— Begin Records for the exercise —

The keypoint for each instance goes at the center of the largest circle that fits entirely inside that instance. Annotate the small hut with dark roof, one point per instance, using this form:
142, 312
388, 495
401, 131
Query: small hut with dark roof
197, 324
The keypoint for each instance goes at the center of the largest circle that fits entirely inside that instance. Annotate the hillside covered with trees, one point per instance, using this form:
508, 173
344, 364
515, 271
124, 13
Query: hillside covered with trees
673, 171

— End Records for the exercise —
— Begin Records for the exercise —

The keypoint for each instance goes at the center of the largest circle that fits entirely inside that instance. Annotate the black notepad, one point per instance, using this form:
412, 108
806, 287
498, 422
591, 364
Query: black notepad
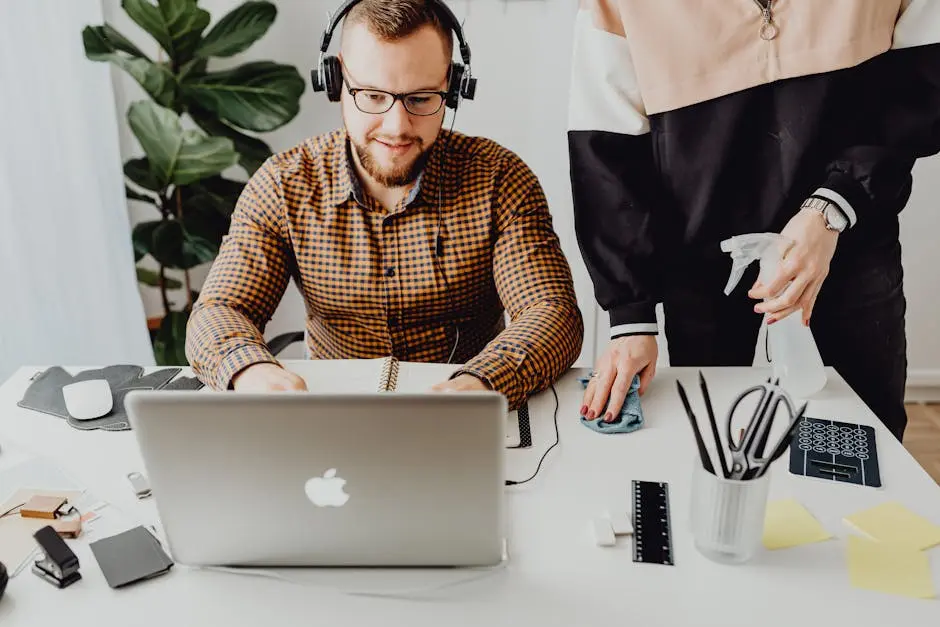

— End Records for the exercise —

Repeat verbatim the part of the records that opens with the line containing "Annotate the black" and closes with the line containing "Query: black notepad", both of those lines included.

-- Exercise answer --
The keypoint for each instance goes at the center of the largest circle that fits entirely inside that instance. Annotate the black notepad, one point per instance, using this form:
412, 108
806, 287
498, 422
591, 364
Query: black notepad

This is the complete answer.